## WORK TO COMPLETE
a) In the article about Narc's first year, which Moi University senior lecturer wrote an op/ed criticizing how the government handled the lecturers' strike?
b) Extend the article about Narc's difficult first year in office, picking up after its final sentence.

═════ DOCUMENT SECTION

Narc’s dark first year should give UhuRuto hope, but is there a plan?

What you need to know:

  • As we now know, Narc had a plan and many of the players in that government knew what they were doing
  • Does the UhuRuto team have a similarly carefully thought out plan?

One year after President Kibaki came into office, there was only gloom and doom abroad in the land. The coalition that brought him to power was tearing itself apart over the Bomas constitutional conference.

“Narc chiefs face stormy meeting at Awori’s house,” the Nation reported on January 4, 2004, a year to the week when Mr Kibaki was sworn in, describing severe intra-coalition tensions and an attempt to broker peace by Narc summit head Moody Awori.

Lecturers were on strike. In an op/ed in the Nation on January 2, 2004, Prof James ole Kiyiapi, at the time a senior lecturer at Moi University, lamented the “primitive” tactics the government had applied in dealing with the strike, including cutting off lecturers’ salaries.

The president was sick. In a country that had grown used to the highly visible President Moi, Mr Kibaki was out of view and there were whispers everywhere over who was truly in charge.

Sample two headlines in the Nation that month: “Kibaki must avoid stressing fracture” (25/01/2004) and “The kind of treatment that Nairobi hospital gives a head of state” (26/1/2004).

Mr Kibaki was not helping matters with his chaotic domestic arrangements. The “one family” statement had become the fodder for jokes in Kenya and beyond.

“They love our war of the wives,” Charles Onyango-Obbo chortled, reporting on the fascination with the saga around East Africa.

══════════
═════ ENTRIES PROVIDED

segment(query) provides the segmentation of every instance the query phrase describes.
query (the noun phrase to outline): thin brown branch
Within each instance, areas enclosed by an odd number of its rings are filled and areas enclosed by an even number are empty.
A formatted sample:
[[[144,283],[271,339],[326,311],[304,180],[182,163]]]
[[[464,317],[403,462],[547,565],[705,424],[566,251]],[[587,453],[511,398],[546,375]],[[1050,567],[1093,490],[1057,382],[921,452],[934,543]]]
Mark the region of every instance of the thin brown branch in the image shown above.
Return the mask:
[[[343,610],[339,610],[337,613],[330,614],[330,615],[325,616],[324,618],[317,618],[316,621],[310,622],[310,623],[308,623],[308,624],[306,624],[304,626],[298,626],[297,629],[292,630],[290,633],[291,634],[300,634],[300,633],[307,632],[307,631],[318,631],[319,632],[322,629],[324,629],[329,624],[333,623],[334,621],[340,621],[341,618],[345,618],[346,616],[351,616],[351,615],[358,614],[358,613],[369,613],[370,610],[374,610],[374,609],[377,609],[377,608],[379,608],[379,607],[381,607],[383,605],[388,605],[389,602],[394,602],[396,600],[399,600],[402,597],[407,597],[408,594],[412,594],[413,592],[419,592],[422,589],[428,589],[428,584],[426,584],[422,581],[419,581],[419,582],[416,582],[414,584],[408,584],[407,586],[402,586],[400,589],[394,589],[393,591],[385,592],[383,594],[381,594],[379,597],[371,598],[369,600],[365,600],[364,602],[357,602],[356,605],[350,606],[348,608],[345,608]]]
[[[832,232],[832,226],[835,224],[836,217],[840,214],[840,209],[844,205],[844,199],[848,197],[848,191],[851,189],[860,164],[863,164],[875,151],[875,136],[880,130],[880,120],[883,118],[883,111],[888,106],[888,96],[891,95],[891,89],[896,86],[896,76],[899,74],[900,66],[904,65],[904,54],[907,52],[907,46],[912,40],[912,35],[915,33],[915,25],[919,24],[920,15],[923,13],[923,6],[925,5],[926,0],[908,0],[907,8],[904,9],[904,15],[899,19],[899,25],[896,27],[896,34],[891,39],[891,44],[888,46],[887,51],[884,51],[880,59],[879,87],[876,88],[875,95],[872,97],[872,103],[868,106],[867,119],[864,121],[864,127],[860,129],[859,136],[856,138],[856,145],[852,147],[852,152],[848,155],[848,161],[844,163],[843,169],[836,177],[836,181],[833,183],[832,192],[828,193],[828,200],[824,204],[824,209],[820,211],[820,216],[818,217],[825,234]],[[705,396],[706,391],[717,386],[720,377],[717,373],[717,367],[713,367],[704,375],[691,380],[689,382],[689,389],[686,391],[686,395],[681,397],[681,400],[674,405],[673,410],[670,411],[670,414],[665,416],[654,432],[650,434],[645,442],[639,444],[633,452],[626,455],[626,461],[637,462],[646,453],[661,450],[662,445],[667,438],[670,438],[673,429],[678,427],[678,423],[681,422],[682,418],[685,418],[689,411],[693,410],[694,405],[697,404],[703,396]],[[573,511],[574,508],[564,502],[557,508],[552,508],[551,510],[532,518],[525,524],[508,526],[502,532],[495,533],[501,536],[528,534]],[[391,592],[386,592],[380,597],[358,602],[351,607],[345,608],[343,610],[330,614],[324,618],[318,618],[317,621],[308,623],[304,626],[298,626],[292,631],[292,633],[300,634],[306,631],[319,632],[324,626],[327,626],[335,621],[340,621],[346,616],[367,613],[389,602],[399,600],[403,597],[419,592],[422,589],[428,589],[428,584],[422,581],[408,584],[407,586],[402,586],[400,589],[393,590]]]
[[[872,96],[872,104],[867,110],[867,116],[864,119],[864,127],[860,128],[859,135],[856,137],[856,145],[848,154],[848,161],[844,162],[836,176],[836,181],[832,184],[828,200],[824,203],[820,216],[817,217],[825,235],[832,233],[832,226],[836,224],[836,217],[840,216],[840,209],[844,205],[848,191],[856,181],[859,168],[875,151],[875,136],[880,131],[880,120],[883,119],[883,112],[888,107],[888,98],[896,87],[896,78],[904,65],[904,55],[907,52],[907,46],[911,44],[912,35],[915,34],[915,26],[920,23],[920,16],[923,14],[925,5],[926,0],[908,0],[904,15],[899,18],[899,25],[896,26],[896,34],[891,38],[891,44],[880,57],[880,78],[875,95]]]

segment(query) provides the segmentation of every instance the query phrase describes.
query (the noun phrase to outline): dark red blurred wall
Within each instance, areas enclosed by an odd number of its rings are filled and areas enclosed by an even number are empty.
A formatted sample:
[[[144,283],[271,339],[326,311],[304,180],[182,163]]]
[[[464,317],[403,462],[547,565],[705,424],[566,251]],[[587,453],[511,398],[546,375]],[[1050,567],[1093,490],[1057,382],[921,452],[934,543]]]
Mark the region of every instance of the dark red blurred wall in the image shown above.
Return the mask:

══════════

## OUTPUTS BY TASK
a) Prof James ole Kiyiapi.

b)
Most importantly, the economy was limping. One of the first things Narc did was to raise the salaries of teachers and policemen (and MPs, of course) and the government was struggling to balance the books.

In an article headlined “The economy’s simply not working” in the second week of October 2003, a respected economics commentator pointed out that everything seemed to be going wrong.

Interest rates had plunged massively, with mortgages going for 12 per cent down from nearly double that level yet an uncertain private sector was hesitant to borrow and a broke government was taking huge loans.

“You cannot grow when you borrow the economy’s savings to pay salaries,” he wrote.

PLAN

As we now know, Narc had a plan and many of the players in that government knew what they were doing.

A month after the gloom of January 2004, John Michuki unleashed the public transport regulations which were a major psychological milestone in showing wananchi that things had changed and a new way of doing things had to be embraced.

The banks – after throwing tantrums and claiming they would invest in treasury bills in Uganda and Tanzania – climbed down and lent to the private sector, unlocking a surge of business activity.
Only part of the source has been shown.